▸ **Supplied data**:
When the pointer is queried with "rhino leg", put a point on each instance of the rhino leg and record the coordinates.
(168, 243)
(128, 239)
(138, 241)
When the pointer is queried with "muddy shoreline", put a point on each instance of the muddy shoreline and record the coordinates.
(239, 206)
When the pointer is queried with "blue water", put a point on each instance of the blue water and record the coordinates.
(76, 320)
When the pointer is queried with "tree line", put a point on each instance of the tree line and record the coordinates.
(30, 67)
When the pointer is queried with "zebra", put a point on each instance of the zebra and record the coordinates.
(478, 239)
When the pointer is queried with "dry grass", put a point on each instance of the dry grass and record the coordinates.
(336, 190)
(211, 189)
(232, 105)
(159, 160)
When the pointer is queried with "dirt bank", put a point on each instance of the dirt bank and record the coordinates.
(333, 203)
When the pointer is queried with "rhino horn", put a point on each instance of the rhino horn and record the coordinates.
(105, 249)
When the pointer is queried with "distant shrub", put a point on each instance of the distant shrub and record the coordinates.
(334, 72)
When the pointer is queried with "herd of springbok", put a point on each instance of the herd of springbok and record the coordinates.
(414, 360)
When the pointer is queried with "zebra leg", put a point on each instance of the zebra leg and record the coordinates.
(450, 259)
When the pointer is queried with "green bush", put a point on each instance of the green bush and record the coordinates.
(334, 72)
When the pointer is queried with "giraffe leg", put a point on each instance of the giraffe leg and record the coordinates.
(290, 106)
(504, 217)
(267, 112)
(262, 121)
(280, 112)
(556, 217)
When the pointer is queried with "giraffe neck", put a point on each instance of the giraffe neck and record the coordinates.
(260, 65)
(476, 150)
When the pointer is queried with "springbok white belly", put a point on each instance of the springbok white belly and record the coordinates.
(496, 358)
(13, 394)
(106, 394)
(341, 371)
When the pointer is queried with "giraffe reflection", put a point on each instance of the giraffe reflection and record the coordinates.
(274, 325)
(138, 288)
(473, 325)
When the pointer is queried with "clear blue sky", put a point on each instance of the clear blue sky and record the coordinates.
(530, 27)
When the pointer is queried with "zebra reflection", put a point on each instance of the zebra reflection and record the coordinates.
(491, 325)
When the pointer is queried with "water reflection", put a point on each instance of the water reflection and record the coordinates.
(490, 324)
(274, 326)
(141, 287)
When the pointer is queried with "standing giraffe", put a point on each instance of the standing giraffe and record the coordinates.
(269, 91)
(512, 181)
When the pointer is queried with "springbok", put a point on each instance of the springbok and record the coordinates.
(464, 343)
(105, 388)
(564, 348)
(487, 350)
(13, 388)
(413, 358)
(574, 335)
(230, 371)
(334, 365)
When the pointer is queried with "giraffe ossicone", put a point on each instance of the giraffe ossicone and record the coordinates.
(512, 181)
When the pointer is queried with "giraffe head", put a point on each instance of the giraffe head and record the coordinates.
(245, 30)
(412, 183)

--

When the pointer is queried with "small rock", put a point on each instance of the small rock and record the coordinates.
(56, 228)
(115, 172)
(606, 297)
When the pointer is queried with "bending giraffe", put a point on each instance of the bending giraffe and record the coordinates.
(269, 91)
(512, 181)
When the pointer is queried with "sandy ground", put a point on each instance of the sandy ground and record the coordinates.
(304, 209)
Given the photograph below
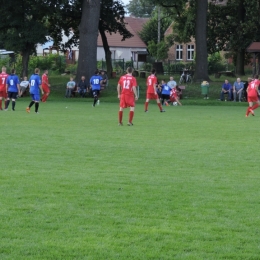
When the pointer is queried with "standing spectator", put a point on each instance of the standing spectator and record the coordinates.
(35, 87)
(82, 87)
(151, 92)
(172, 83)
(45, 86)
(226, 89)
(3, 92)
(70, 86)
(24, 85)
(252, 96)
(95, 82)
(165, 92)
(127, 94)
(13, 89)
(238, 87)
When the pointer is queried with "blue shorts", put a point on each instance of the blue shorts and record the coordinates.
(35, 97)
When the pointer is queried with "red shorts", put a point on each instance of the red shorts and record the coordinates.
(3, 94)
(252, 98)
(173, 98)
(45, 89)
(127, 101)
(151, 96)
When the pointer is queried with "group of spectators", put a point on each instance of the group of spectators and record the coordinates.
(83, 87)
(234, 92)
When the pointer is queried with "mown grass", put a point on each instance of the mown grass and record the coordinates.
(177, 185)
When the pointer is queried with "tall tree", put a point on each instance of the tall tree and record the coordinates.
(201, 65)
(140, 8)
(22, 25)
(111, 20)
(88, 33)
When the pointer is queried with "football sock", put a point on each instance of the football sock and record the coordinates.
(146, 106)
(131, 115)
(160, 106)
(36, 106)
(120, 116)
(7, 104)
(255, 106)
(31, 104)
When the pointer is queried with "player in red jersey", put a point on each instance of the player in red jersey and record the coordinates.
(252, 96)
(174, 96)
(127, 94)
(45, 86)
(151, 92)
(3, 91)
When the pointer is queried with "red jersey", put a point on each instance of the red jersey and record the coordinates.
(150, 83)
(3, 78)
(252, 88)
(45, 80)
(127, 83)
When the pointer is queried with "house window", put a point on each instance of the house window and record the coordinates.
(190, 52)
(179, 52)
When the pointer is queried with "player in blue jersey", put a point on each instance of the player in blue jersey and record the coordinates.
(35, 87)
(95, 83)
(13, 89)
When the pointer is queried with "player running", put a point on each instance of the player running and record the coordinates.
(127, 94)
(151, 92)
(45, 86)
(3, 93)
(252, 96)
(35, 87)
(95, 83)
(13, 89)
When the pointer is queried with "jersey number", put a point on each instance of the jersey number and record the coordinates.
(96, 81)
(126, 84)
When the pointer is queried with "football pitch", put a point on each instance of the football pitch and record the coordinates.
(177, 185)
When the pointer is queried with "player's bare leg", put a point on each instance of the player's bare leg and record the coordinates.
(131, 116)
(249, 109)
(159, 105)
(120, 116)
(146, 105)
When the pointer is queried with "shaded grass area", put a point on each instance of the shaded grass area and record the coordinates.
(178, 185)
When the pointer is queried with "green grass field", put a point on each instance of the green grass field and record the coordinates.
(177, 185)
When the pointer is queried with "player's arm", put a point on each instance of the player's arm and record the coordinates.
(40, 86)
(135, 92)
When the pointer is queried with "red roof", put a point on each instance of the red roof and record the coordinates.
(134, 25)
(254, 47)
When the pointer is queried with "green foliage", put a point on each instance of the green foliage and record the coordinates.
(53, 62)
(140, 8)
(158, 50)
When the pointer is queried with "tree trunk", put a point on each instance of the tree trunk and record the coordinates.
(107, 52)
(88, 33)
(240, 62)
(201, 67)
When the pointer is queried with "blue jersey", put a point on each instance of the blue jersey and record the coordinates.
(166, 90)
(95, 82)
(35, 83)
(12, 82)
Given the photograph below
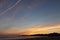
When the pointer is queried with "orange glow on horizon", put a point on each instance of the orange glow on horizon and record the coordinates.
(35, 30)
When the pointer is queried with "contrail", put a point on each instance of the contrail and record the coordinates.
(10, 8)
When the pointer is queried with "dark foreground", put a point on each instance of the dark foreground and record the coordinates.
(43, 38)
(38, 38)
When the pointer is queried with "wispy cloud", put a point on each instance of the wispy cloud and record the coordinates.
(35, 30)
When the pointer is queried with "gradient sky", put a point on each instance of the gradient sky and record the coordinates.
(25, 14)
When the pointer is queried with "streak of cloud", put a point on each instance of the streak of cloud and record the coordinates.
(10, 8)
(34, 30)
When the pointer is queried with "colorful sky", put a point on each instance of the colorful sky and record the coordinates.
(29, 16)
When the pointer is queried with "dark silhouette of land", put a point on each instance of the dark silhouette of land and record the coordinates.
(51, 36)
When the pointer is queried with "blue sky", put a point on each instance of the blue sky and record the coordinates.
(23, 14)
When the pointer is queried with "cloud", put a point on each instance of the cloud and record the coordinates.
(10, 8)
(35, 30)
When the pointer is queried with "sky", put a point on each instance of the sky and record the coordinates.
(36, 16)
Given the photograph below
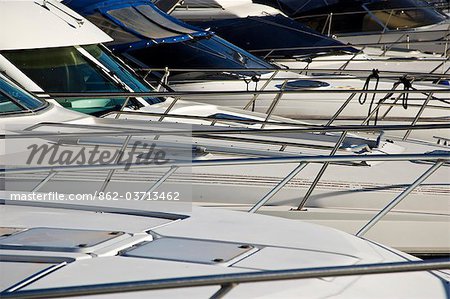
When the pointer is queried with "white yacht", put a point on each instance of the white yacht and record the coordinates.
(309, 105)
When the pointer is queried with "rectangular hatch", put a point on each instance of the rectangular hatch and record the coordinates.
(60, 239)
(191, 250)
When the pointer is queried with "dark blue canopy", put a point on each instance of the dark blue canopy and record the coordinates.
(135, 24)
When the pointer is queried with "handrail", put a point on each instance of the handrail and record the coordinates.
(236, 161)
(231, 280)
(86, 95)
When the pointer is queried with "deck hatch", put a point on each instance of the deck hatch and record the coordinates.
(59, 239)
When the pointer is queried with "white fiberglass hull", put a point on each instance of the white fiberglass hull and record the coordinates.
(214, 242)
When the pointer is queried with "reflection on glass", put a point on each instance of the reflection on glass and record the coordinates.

* * *

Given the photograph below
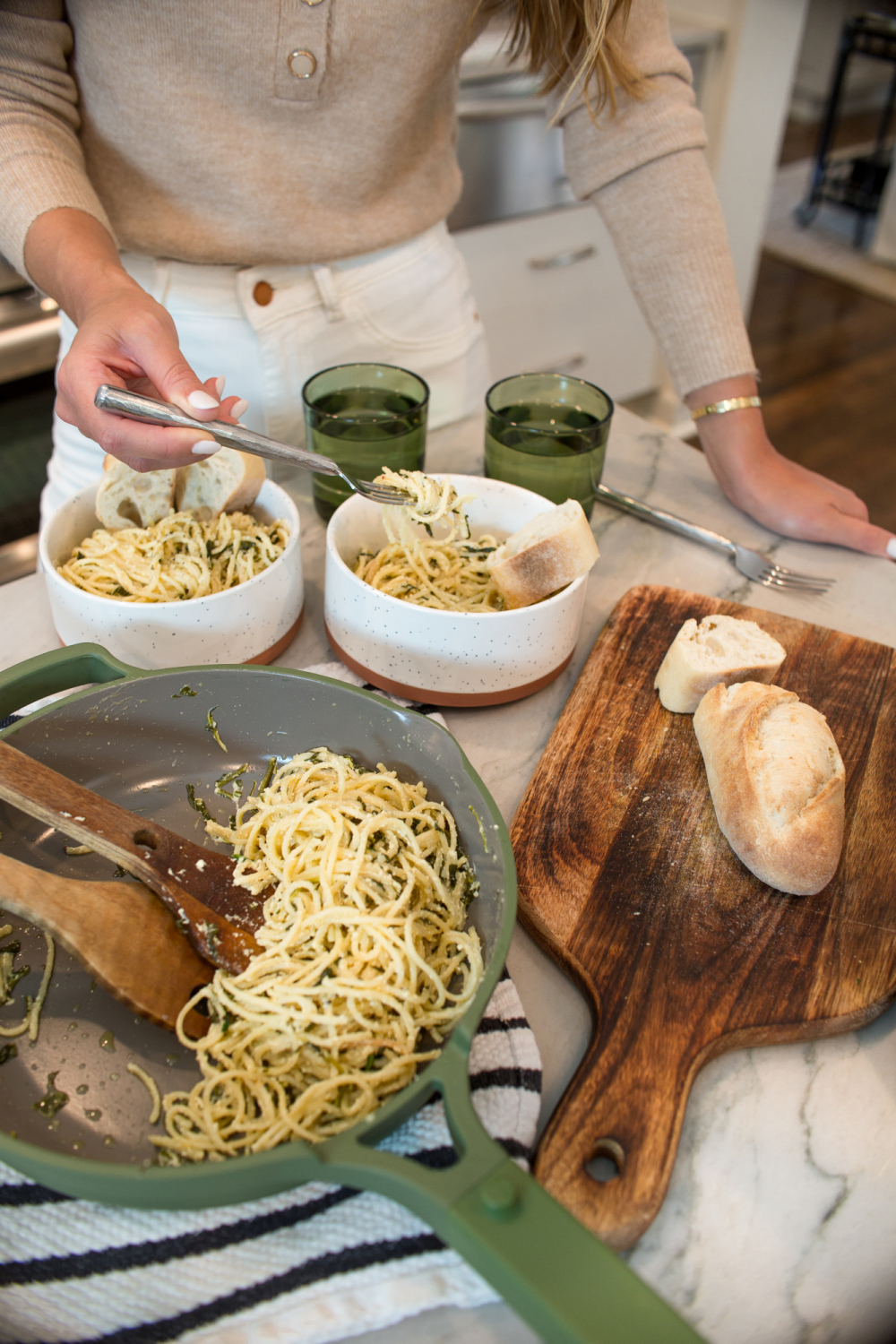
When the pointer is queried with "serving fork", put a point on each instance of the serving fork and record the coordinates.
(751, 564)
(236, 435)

▸ **Your objective**:
Select every line in the entries above that contains the word "zebra", and copy those lines out.

▸ **In response**:
When the pointer is queried with "zebra", put a point on each instance of the zebra and record the coordinates.
When the pointer is queried with "zebra leg", put a point on each instance of the zebra leg and record the coordinates.
When the pointer is queried with "zebra reflection", put a point on each instance of the zebra reflection and record the coordinates.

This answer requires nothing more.